### Text block
At Professor Xavier's request, Northstar then works with the X-Men to save the life of a mutant child who cannot stop exploding. Despite his speed, Northstar cannot save the boy, who perishes simply because of his powers. Soon afterwards, Northstar officially joins the X-Men, and becomes an instructor at the Xavier Institute, teaching business, economics, French, and superpowered flight classes. Northstar becomes a mentor to his own squad of young mutants, Alpha Squadron, and forms a close mentor relationship with student Anole. During his time at Xavier's, he forms a close friendship with Annie Ghazikhanian, a former nurse at the Xavier Institute. Annie realizes that Northstar has developed an attraction to Bobby Drake. Bobby remains oblivious, despite Northstar, who was currently sick, saving him from the misguided anger of a jealous mutant.

### Information given
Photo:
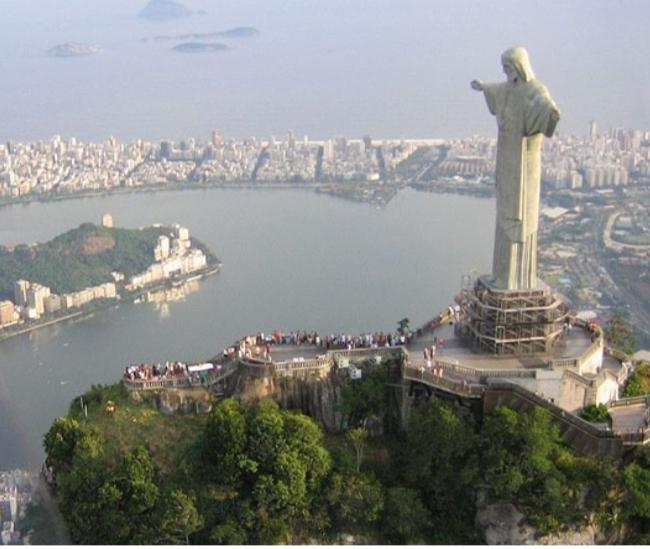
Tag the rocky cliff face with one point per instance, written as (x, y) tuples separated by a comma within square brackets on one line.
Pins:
[(318, 396), (503, 524), (172, 401)]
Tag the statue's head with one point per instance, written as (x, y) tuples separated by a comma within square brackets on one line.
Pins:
[(516, 65)]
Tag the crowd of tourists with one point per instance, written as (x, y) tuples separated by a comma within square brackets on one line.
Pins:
[(161, 371), (260, 345)]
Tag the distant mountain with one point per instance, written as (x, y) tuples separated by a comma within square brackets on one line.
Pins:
[(237, 32), (199, 47), (164, 10), (73, 49)]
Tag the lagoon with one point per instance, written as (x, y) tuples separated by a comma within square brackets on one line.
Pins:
[(292, 259)]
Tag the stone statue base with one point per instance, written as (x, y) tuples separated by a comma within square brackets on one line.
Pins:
[(510, 322)]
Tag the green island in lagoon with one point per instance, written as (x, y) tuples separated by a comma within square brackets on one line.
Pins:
[(93, 267)]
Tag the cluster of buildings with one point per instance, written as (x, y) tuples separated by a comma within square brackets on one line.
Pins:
[(32, 300), (291, 159), (615, 158), (16, 489), (69, 166), (60, 166), (173, 257)]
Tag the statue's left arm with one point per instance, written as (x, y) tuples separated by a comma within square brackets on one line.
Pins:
[(542, 114)]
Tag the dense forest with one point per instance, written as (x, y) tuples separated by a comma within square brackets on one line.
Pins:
[(251, 474)]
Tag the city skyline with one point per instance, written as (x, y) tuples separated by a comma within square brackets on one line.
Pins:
[(387, 69)]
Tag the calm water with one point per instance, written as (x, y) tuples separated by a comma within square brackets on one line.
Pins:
[(291, 259), (342, 67)]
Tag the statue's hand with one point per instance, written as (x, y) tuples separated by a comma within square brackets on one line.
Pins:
[(476, 85)]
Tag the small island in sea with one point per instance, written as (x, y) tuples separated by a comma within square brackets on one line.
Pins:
[(236, 32), (200, 47), (164, 10), (73, 49), (92, 267)]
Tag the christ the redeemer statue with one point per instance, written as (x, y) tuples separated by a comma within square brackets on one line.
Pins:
[(525, 112)]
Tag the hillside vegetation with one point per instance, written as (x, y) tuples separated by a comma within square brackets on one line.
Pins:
[(79, 258), (256, 474)]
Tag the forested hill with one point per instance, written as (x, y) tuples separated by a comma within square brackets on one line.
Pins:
[(79, 258)]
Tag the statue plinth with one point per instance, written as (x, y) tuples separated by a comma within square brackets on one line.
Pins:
[(511, 322)]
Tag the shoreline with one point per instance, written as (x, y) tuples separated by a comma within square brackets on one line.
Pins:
[(438, 187), (83, 313)]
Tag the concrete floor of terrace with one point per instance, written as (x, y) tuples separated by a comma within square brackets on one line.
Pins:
[(455, 350), (628, 419)]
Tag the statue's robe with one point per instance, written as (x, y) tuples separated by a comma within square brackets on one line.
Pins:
[(524, 115)]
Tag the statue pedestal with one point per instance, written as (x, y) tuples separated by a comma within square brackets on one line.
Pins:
[(511, 322)]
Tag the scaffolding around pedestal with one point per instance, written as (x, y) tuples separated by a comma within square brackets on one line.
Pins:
[(510, 322)]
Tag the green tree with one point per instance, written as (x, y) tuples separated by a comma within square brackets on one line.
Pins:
[(521, 453), (439, 459), (405, 518), (62, 441), (354, 502), (639, 382), (178, 518), (357, 438), (277, 464), (595, 413), (223, 443)]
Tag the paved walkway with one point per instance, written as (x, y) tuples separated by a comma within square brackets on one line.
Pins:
[(628, 419)]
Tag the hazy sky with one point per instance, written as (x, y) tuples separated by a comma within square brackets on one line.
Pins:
[(388, 68)]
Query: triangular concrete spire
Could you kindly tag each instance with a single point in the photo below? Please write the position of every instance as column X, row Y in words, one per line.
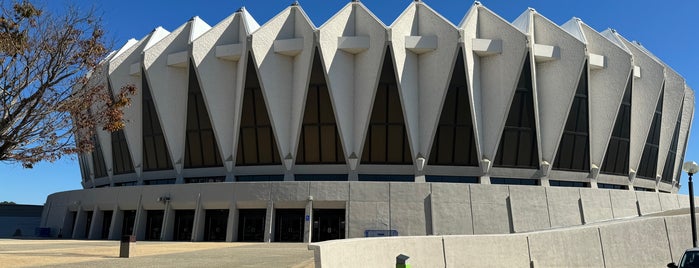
column 154, row 37
column 493, row 76
column 220, row 57
column 421, row 37
column 198, row 27
column 282, row 50
column 573, row 28
column 126, row 46
column 353, row 42
column 251, row 24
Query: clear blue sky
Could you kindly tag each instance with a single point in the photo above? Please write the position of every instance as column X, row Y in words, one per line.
column 668, row 29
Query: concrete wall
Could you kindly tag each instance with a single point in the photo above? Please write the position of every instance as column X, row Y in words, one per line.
column 639, row 242
column 406, row 207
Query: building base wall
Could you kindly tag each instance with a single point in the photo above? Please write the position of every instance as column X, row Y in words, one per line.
column 371, row 209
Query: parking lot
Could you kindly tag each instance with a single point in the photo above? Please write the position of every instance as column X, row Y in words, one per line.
column 86, row 253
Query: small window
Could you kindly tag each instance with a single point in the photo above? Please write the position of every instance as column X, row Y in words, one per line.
column 388, row 178
column 451, row 179
column 320, row 177
column 512, row 181
column 568, row 183
column 260, row 178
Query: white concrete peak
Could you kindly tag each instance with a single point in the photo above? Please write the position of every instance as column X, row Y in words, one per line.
column 487, row 47
column 178, row 59
column 155, row 37
column 126, row 47
column 288, row 47
column 597, row 61
column 544, row 53
column 135, row 69
column 353, row 44
column 229, row 52
column 421, row 44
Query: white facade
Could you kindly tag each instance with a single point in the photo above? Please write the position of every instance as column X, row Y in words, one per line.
column 572, row 72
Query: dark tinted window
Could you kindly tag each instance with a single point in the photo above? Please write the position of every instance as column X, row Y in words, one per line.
column 574, row 149
column 260, row 178
column 121, row 158
column 320, row 177
column 567, row 183
column 649, row 160
column 98, row 165
column 452, row 179
column 319, row 142
column 201, row 149
column 611, row 186
column 454, row 142
column 256, row 144
column 404, row 178
column 616, row 160
column 669, row 168
column 205, row 179
column 518, row 146
column 386, row 141
column 511, row 181
column 155, row 153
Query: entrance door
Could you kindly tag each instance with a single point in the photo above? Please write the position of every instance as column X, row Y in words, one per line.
column 127, row 223
column 184, row 221
column 154, row 223
column 289, row 225
column 106, row 224
column 328, row 224
column 216, row 221
column 251, row 225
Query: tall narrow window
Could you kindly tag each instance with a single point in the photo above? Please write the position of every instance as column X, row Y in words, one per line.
column 574, row 149
column 201, row 149
column 386, row 141
column 518, row 145
column 616, row 160
column 649, row 160
column 256, row 145
column 454, row 142
column 98, row 165
column 121, row 158
column 155, row 152
column 320, row 141
column 669, row 168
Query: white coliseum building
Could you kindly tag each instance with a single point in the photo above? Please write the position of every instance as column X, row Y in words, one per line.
column 292, row 132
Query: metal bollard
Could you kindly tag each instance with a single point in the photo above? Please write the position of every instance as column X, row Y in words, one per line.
column 125, row 246
column 401, row 261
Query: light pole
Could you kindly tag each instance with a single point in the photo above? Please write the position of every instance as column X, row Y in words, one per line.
column 691, row 167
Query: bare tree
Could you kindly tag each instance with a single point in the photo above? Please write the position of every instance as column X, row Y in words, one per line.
column 49, row 104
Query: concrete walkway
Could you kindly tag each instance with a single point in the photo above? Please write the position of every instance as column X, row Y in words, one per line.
column 82, row 253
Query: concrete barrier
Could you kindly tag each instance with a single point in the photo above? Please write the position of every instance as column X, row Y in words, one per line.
column 648, row 202
column 678, row 233
column 410, row 208
column 668, row 201
column 596, row 205
column 637, row 243
column 572, row 248
column 485, row 251
column 451, row 209
column 623, row 204
column 529, row 209
column 491, row 214
column 425, row 251
column 564, row 206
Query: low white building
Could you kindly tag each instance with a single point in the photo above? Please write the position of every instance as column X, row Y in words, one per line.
column 292, row 132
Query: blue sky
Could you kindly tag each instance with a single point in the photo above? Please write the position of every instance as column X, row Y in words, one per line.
column 668, row 29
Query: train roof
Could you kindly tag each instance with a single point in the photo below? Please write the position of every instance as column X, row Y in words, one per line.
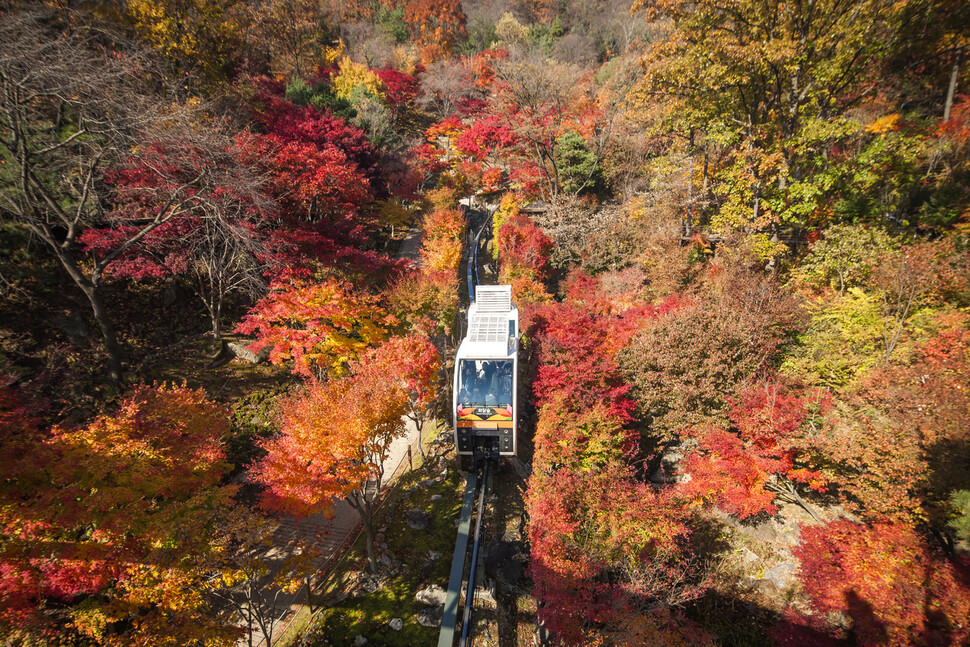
column 489, row 333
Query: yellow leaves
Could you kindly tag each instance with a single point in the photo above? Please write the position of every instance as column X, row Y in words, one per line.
column 351, row 76
column 884, row 124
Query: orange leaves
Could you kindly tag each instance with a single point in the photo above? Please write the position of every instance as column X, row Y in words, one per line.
column 889, row 583
column 436, row 26
column 108, row 510
column 335, row 437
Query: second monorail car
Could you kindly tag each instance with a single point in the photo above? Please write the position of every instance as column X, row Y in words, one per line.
column 486, row 369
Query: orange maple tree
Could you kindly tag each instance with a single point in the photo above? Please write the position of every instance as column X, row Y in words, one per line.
column 334, row 441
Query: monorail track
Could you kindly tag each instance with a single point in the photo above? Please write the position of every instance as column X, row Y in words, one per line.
column 461, row 587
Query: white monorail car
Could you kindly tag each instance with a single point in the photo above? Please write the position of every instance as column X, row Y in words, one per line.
column 486, row 368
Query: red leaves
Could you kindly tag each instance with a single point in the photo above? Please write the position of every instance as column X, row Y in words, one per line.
column 312, row 180
column 336, row 435
column 321, row 326
column 726, row 475
column 602, row 545
column 436, row 26
column 524, row 257
column 90, row 510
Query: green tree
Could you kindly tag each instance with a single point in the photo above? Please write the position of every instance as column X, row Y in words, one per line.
column 579, row 169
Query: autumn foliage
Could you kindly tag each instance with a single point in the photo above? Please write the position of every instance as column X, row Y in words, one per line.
column 892, row 585
column 100, row 514
column 318, row 326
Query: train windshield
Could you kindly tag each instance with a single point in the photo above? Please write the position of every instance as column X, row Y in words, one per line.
column 485, row 382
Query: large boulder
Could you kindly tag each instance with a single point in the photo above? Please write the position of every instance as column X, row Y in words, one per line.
column 430, row 616
column 417, row 519
column 433, row 595
column 239, row 349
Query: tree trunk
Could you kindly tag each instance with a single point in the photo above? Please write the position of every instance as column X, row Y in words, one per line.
column 369, row 535
column 107, row 331
column 92, row 290
column 954, row 75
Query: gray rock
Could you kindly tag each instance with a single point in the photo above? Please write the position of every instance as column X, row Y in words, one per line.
column 238, row 349
column 430, row 617
column 765, row 533
column 432, row 596
column 417, row 519
column 780, row 574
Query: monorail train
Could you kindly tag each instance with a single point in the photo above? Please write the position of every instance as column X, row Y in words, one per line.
column 486, row 368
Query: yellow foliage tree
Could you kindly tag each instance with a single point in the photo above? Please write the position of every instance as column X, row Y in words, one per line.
column 351, row 76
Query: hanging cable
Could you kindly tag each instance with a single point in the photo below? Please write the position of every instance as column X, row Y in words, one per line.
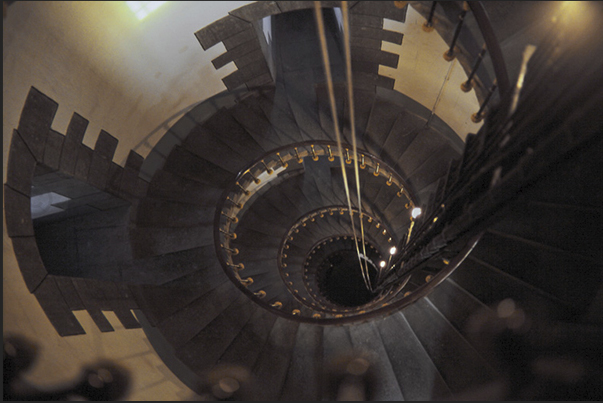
column 329, row 79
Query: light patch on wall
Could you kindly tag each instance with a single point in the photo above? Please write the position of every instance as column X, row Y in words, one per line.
column 143, row 8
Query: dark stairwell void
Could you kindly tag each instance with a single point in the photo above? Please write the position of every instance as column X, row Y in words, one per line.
column 195, row 229
column 80, row 230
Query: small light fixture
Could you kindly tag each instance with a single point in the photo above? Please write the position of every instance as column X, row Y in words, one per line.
column 143, row 8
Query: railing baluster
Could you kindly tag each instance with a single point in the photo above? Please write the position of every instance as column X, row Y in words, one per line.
column 314, row 156
column 376, row 173
column 269, row 170
column 449, row 54
column 283, row 163
column 237, row 205
column 247, row 192
column 232, row 219
column 330, row 158
column 228, row 234
column 256, row 180
column 467, row 86
column 428, row 25
column 479, row 115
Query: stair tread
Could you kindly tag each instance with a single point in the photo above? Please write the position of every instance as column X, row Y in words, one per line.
column 207, row 145
column 246, row 346
column 281, row 117
column 167, row 213
column 256, row 126
column 169, row 267
column 188, row 165
column 170, row 186
column 381, row 120
column 567, row 277
column 155, row 241
column 204, row 349
column 448, row 349
column 417, row 376
column 303, row 381
column 183, row 325
column 562, row 227
column 228, row 129
column 365, row 338
column 274, row 359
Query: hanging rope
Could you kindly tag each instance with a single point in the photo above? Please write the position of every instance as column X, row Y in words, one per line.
column 348, row 64
column 329, row 79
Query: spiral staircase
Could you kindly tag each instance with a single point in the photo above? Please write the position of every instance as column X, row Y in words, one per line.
column 256, row 291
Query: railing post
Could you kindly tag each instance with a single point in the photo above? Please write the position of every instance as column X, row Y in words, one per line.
column 428, row 25
column 479, row 115
column 467, row 86
column 449, row 54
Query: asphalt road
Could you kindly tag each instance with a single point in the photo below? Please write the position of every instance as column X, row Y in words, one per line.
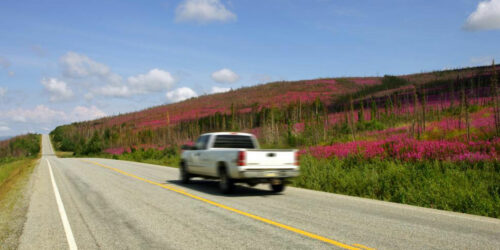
column 114, row 204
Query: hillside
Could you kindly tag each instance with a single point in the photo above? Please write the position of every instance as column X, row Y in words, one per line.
column 430, row 139
column 161, row 126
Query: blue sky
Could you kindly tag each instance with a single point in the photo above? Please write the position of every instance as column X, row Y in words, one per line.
column 65, row 61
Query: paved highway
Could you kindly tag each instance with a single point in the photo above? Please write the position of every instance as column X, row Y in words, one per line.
column 110, row 204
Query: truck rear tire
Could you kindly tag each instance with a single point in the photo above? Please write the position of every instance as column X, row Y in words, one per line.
column 226, row 185
column 278, row 187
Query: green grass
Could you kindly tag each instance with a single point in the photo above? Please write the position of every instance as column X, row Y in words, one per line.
column 460, row 187
column 14, row 199
column 11, row 168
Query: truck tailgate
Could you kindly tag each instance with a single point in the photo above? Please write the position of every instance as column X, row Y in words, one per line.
column 270, row 157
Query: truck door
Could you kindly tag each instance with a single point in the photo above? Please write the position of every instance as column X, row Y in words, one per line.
column 201, row 146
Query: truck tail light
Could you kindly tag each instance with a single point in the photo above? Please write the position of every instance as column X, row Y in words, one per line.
column 297, row 158
column 241, row 158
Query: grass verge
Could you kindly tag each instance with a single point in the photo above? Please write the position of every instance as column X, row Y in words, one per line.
column 14, row 199
column 459, row 187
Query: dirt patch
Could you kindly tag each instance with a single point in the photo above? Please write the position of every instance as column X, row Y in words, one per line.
column 15, row 195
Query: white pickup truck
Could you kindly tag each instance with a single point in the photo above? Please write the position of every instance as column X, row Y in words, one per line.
column 236, row 157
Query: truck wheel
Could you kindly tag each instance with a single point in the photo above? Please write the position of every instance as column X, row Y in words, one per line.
column 184, row 175
column 226, row 185
column 278, row 187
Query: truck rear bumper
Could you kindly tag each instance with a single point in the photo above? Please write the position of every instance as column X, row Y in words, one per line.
column 275, row 173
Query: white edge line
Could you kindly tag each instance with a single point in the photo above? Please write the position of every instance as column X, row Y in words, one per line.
column 62, row 212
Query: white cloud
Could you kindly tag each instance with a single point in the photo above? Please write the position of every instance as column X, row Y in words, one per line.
column 58, row 90
column 203, row 11
column 81, row 113
column 42, row 114
column 482, row 60
column 114, row 91
column 80, row 66
column 4, row 62
column 216, row 89
column 154, row 80
column 3, row 91
column 38, row 50
column 225, row 76
column 485, row 17
column 180, row 94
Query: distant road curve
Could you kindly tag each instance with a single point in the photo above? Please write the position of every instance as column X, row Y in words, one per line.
column 119, row 204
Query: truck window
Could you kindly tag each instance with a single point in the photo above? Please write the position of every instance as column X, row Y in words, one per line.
column 201, row 143
column 233, row 141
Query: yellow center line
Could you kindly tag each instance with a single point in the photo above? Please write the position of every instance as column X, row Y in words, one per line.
column 363, row 247
column 277, row 224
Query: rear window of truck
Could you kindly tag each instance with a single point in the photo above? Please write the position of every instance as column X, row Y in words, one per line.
column 233, row 141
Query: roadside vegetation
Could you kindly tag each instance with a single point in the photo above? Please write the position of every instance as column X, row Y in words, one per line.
column 18, row 158
column 428, row 139
column 13, row 151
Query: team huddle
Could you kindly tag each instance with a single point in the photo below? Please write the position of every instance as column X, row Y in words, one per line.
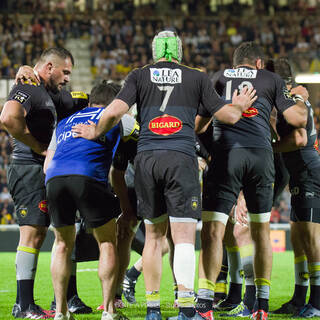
column 67, row 147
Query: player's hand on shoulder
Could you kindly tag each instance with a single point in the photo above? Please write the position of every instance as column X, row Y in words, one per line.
column 86, row 131
column 26, row 75
column 300, row 91
column 245, row 98
column 40, row 148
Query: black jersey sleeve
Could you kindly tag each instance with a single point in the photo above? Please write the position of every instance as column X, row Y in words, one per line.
column 128, row 93
column 210, row 102
column 24, row 94
column 283, row 99
column 67, row 103
column 201, row 150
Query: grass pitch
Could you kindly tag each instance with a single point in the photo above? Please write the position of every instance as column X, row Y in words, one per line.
column 89, row 288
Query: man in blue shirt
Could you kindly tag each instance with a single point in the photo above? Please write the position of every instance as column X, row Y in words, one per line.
column 77, row 179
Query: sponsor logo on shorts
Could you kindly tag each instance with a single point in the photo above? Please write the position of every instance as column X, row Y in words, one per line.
column 165, row 125
column 316, row 145
column 165, row 75
column 240, row 73
column 287, row 93
column 194, row 203
column 23, row 211
column 43, row 206
column 250, row 113
column 21, row 97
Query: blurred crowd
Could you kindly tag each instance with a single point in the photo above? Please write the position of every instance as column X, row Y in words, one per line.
column 120, row 33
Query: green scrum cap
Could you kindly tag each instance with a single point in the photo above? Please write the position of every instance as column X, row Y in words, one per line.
column 166, row 44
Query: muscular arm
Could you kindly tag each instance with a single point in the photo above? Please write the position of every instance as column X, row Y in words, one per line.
column 297, row 115
column 49, row 157
column 13, row 119
column 291, row 142
column 120, row 188
column 110, row 117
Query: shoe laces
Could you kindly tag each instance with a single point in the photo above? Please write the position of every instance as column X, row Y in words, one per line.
column 237, row 309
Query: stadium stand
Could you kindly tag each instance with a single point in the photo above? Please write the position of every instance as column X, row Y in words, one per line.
column 110, row 38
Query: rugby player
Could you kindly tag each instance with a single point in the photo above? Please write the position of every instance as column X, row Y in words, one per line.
column 300, row 153
column 168, row 95
column 65, row 103
column 29, row 115
column 244, row 160
column 76, row 179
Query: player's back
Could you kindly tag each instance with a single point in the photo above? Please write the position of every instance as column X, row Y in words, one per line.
column 253, row 129
column 168, row 99
column 80, row 156
column 40, row 118
column 306, row 157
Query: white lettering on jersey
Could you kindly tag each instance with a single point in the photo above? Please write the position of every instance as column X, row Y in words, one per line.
column 240, row 73
column 165, row 75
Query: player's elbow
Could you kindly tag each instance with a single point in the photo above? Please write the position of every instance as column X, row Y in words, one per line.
column 231, row 119
column 301, row 138
column 5, row 120
column 297, row 116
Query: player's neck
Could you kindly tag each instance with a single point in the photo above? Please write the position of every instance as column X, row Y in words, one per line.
column 246, row 66
column 165, row 60
column 96, row 106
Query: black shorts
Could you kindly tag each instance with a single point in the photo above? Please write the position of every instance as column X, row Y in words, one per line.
column 167, row 181
column 305, row 214
column 247, row 169
column 27, row 187
column 67, row 194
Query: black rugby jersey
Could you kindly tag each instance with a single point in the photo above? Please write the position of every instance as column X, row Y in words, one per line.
column 253, row 129
column 168, row 96
column 306, row 158
column 41, row 118
column 67, row 103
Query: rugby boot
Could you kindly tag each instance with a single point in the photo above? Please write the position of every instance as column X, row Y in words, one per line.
column 113, row 316
column 153, row 315
column 225, row 305
column 198, row 316
column 32, row 312
column 288, row 308
column 259, row 315
column 75, row 305
column 240, row 311
column 129, row 289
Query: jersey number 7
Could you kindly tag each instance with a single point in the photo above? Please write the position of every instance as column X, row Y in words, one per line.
column 168, row 90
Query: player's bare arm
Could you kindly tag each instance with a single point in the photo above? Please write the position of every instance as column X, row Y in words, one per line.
column 297, row 114
column 291, row 142
column 13, row 119
column 110, row 117
column 49, row 157
column 231, row 114
column 27, row 74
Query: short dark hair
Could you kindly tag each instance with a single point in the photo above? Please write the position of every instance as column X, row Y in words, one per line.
column 282, row 67
column 57, row 51
column 103, row 93
column 247, row 53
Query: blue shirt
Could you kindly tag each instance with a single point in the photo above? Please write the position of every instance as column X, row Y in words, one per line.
column 78, row 156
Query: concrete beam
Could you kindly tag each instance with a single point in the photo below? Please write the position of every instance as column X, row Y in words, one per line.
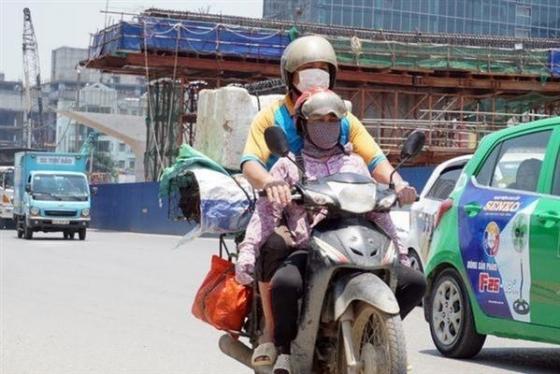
column 129, row 129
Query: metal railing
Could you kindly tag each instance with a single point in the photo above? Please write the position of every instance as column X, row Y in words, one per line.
column 460, row 136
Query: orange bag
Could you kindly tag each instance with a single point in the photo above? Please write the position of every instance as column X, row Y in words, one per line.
column 220, row 300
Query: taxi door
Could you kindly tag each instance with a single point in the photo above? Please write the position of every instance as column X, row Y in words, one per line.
column 495, row 214
column 545, row 243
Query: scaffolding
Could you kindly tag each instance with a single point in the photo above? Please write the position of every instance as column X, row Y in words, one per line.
column 456, row 87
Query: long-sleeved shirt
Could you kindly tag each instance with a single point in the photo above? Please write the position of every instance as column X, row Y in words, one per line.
column 267, row 215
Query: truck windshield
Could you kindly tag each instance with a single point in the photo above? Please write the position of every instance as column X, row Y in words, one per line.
column 8, row 177
column 60, row 187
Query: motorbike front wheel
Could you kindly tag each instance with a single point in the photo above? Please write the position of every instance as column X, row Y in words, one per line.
column 378, row 340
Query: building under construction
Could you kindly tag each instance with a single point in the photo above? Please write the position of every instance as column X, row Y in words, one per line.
column 456, row 87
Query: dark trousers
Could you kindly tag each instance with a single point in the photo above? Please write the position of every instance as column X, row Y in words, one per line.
column 411, row 286
column 286, row 289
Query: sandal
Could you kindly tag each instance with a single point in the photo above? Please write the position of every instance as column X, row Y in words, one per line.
column 282, row 365
column 264, row 355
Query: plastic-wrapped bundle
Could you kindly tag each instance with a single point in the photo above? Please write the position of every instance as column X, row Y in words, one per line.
column 202, row 192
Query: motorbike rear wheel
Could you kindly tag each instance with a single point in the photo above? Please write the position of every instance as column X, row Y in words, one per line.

### Exercise brief
Write what comes next in the passage about Northstar at the Xavier Institute, starting right after its last sentence.

### Response
When HYDRA forms an alliance with the cults the Dawn of the White Light and the Hand, the groups start recruiting new agents from the superhero community by killing, resurrecting, and brainwashing them. The X-Man Wolverine is one of their victims, brainwashed into becoming a HYDRA assassin. He eventually attacks the X-Men and kills Northstar. One of the New Mutants, Elixir, manages to heal Northstar's wounds but is unable to revive him. A few days later a statue of Northstar is placed in a garden of statues of fallen X-Men on the campus grounds. S.H.I.E.L.D. requests that Northstar be decapitated (to prevent resurrection) but his corpse is stolen by Elektra, another brainwashed victim of HYDRA. A resurrected Northstar leads an attack with Elektra on the S.H.I.E.L.D. Helicarrier, crippling S.H.I.E.L.D. and putting Nick Fury in critical condition. Northstar also takes the time to kill racists and homophobes all across the country, and uses his regained 'flash' ability to generate a brief blinding light. Wolverine meets Northstar, but is taken prisoner by the other Dawn of the White Light mutants, all of whom he kills except for Northstar. When Northstar refuses to tell Wolverine the location of HYDRA's command center, Wolverine knocks him out asks S.H.I.E.L.D. to psychologically "deprogram" him.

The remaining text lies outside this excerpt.